__Instructions to follow__:
Convert every one of the following rows into a JSON list of strings, with one string per line and no blank lines.

__Supplied entries__:
** begin **

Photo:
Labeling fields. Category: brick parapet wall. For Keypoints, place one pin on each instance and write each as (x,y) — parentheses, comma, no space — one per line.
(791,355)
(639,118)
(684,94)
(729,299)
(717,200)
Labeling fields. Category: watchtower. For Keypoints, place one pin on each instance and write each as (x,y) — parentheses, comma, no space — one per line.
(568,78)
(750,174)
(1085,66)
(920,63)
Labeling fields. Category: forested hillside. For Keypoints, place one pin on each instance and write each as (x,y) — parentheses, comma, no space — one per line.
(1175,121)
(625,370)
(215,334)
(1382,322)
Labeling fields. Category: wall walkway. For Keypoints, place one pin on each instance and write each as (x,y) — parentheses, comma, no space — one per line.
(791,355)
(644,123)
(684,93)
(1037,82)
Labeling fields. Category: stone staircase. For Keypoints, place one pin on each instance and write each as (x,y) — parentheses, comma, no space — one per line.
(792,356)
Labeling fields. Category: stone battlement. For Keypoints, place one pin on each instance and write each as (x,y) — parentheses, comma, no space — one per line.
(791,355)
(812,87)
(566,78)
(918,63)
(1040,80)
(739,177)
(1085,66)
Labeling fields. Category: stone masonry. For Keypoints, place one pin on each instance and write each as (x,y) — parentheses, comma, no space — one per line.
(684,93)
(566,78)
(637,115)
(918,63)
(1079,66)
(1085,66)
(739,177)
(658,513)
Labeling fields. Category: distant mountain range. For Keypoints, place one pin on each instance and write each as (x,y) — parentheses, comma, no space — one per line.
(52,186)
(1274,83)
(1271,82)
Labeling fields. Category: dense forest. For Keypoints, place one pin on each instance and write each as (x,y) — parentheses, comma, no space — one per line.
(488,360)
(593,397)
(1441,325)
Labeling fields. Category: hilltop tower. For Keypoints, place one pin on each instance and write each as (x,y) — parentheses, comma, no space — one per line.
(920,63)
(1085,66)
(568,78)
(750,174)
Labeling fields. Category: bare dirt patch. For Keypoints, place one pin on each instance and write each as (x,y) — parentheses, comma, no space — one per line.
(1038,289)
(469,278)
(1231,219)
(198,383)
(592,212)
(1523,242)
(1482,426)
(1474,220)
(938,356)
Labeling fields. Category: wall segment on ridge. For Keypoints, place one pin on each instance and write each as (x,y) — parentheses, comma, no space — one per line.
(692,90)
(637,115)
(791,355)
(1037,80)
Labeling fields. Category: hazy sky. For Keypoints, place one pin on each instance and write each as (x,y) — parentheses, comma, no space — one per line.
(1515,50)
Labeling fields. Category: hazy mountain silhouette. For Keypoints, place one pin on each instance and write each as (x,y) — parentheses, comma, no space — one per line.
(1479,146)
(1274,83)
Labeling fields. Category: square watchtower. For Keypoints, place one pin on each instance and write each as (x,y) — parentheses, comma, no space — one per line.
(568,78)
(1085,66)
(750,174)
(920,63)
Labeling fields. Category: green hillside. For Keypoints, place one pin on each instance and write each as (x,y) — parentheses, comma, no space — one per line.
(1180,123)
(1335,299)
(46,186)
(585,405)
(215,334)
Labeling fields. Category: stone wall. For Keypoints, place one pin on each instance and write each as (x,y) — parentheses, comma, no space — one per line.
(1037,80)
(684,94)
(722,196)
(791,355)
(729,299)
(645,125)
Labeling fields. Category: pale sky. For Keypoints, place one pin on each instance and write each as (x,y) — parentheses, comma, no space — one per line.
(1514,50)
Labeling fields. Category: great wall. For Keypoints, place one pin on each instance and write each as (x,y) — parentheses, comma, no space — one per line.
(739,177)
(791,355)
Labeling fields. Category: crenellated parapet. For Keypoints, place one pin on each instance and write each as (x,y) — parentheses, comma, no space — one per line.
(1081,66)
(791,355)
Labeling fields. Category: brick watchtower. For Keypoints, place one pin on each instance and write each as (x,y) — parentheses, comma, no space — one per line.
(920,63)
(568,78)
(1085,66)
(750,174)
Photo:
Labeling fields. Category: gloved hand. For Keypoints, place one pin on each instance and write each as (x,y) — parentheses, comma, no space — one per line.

** end **

__Final result__:
[
  "Photo:",
  "Labeling fields. Category: brick parapet wall. For Keypoints, place one pin on each instance and write each as (x,y) — parentheses, comma, no space — one per line.",
  "(791,355)",
  "(639,118)",
  "(684,94)",
  "(729,299)",
  "(717,200)",
  "Labeling fields. Category: watchtower. For Keypoints, place one pin on each instance and write each as (x,y) — parentheses, comma, no space — one per line.",
  "(568,78)",
  "(750,174)",
  "(1085,66)",
  "(920,63)",
  "Labeling fields. Category: forested hillside. For Keypoints, place one pin on each instance and write each as (x,y) — parentheses, comma, no space — one per line.",
  "(1175,121)",
  "(625,370)",
  "(215,334)",
  "(1382,322)",
  "Labeling fields. Category: wall walkway. For Keypoints, place one pin on each instance and write each as (x,y) — parentheses, comma, no space — one per line.",
  "(791,355)",
  "(644,123)",
  "(684,93)",
  "(1037,82)",
  "Labeling fields. Category: stone staircase. For Keypoints, place one pin on each instance and write each as (x,y) — parentheses, comma, no space — one per line.",
  "(792,356)",
  "Labeling fields. Category: stone battlement. For Keypoints, place one pin on each instance and write each as (x,y) — parentheses, comma, no space — one per line.",
  "(791,355)",
  "(812,87)",
  "(566,78)",
  "(918,63)",
  "(1040,80)",
  "(739,177)",
  "(1085,66)",
  "Labeling fields. Category: stone masonry. For Keypoints, place one pin on each instance and write each as (x,y) — parentheses, comma, no space — one per line.",
  "(684,93)",
  "(566,78)",
  "(637,115)",
  "(918,63)",
  "(1079,66)",
  "(1085,66)",
  "(739,177)",
  "(658,513)",
  "Labeling fields. Category: distant mountain range. For Keypoints, place one pin on each instance and write each as (x,y) — parentheses, comma, no space — one per line.",
  "(52,186)",
  "(1274,83)",
  "(1271,82)",
  "Labeling fields. Category: dense forest. For Keypoints, place one pin on each instance and write each as (x,y) — parentheses, comma, no space — one per line.",
  "(488,360)",
  "(593,397)",
  "(1441,325)",
  "Labeling fields. Category: hilltop tower. For Keypoints, place one pin on each instance and write each as (x,y) — parentheses, comma, no space — one per line.",
  "(920,63)",
  "(1085,66)",
  "(568,78)",
  "(750,174)",
  "Labeling fields. Category: bare dirt patch. For Keypoints, place one pin on each instance and write each as (x,y) — parentheses, comma, no space — one per line.",
  "(1038,289)",
  "(469,278)",
  "(1231,219)",
  "(198,383)",
  "(592,212)",
  "(1523,242)",
  "(1482,426)",
  "(1474,220)",
  "(938,356)",
  "Labeling fields. Category: wall segment on ridge. For Keypoints, place one pin on each instance and write each as (x,y) — parentheses, comma, no space — one per line.",
  "(692,90)",
  "(637,115)",
  "(791,355)",
  "(1037,80)",
  "Labeling fields. Category: hazy sky. For Keypoints, place one pin on each instance and write each as (x,y) — parentheses, comma, no space — one per line.",
  "(1515,50)",
  "Labeling fields. Category: hazy mountain silhouette. For Keypoints, place one pin on each instance and write each as (x,y) — parentheses, comma, no space — one per line.",
  "(1479,146)",
  "(1274,83)",
  "Labeling fields. Category: square watchtower. For Keypoints, place one pin on each instance and write each as (x,y) — parentheses, comma, no space — one per line.",
  "(568,78)",
  "(1085,66)",
  "(750,174)",
  "(920,63)",
  "Labeling fields. Category: green hillside. For Keypoints, place one pin on each instance and write each as (x,y) — parentheses, comma, no space — one per line.",
  "(1180,123)",
  "(1335,299)",
  "(46,186)",
  "(585,405)",
  "(215,334)",
  "Labeling fields. Category: stone wall. For Keypoints, place one pin on each instance and write each as (x,y) — parentheses, comma, no space — one per line.",
  "(1037,80)",
  "(684,94)",
  "(722,196)",
  "(791,355)",
  "(729,299)",
  "(645,125)",
  "Labeling fields. Category: pale sky. For Keypoints, place one pin on each instance and write each as (x,y) — parentheses, comma, no space — one per line.",
  "(1514,50)",
  "Labeling fields. Category: great wall. For Keypoints, place one pin on each instance and write each as (x,y) — parentheses, comma, no space — one per line.",
  "(739,177)",
  "(791,355)",
  "Labeling fields. Category: crenellated parapet. For Keypoints, place one pin on each instance and write each as (x,y) — parentheses, comma, no space — one per line.",
  "(1081,66)",
  "(791,355)",
  "Labeling fields. Category: brick watchtower. For Keypoints, place one pin on each instance and write each as (x,y) — parentheses, comma, no space — one per line.",
  "(920,63)",
  "(568,78)",
  "(1085,66)",
  "(750,174)",
  "Photo:",
  "Labeling fields. Category: gloved hand. For Keypoints, place one pin on each instance and write each as (x,y) — parentheses, comma, no space — one per line."
]